- _Problem A_
Using the book description, decide whether each statement agrees with it: (i) Beth's father was moved to a care facility because of his worsening dementia; (ii) apart from the playroom, the family home was messy and cluttered; (iii) Beth has a newborn of her own. Answer yes or no for each, with the deciding words quoted from the text.
- _Problem B_
According to the book description, what makes up the hoarder's mess behind the padlocked playroom door? List every item it names.
- _Problem C_
Quote the stretch of the book description from "As she picks" through "to be true.".

- _Article_
>> Begin

Thursday, May 28, 2020

Truths I Never Told You

Truths I Never Told You
With her father recently moved to a care facility for his worsening dementia, Beth Walsh volunteers to clear out the family home and is surprised to discover the door to her childhood playroom padlocked. She’s even more shocked at what’s behind it—a hoarder’s mess of her father’s paintings, mounds of discarded papers and miscellaneous junk in the otherwise fastidiously tidy house.


As she picks through the clutter, she finds a loose journal entry in what appears to be her late mother’s handwriting. Beth and her siblings grew up believing their mother died in a car accident when they were little more than toddlers, but this note suggests something much darker. Beth soon pieces together a disturbing portrait of a woman suffering from postpartum depression and a husband who bears little resemblance to the loving father Beth and her siblings know. With a newborn of her own and struggling with motherhood, Beth finds there may be more tying her and her mother together than she ever suspected.

Exploring the expectations society places on women of every generation, Kelly Rimmer explores the profound struggles two women unwittingly share across the decades set within an engrossing family mystery that may unravel everything they believed to be true.

>> End

- _Entries provided_
>> Begin

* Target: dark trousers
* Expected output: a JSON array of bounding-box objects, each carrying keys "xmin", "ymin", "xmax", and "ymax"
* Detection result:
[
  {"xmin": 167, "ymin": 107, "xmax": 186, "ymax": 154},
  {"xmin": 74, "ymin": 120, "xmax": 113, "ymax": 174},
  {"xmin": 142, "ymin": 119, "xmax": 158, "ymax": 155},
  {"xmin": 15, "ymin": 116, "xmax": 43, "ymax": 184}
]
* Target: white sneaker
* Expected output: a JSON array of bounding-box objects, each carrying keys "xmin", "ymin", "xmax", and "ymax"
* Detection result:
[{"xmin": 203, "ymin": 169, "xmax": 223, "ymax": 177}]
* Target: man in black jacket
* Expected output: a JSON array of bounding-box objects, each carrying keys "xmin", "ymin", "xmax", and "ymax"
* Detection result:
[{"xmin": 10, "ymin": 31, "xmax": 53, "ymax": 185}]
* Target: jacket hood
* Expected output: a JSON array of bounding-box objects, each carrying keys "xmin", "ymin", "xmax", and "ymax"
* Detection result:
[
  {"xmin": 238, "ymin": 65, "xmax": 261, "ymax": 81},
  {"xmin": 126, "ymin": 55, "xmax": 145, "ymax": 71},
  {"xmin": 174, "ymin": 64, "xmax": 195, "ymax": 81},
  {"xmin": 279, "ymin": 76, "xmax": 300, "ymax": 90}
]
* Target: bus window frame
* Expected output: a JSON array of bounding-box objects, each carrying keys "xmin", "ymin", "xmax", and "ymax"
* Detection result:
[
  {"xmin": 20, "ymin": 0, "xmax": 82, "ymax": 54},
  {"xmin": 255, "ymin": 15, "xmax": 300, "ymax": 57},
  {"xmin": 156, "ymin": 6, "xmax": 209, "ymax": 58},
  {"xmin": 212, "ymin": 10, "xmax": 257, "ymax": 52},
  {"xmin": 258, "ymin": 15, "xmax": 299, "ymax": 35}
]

>> End

- _Task response A_
(i) Yes: "With her father recently moved to a care facility for his worsening dementia"
(ii) No: "in the otherwise fastidiously tidy house"
(iii) Yes: "With a newborn of her own and struggling with motherhood"

- _Task response B_
- her father's paintings
- mounds of discarded papers
- miscellaneous junk

- _Task response C_
As she picks through the clutter, she finds a loose journal entry in what appears to be her late mother’s handwriting. Beth and her siblings grew up believing their mother died in a car accident when they were little more than toddlers, but this note suggests something much darker. Beth soon pieces together a disturbing portrait of a woman suffering from postpartum depression and a husband who bears little resemblance to the loving father Beth and her siblings know. With a newborn of her own and struggling with motherhood, Beth finds there may be more tying her and her mother together than she ever suspected.

Exploring the expectations society places on women of every generation, Kelly Rimmer explores the profound struggles two women unwittingly share across the decades set within an engrossing family mystery that may unravel everything they believed to be true.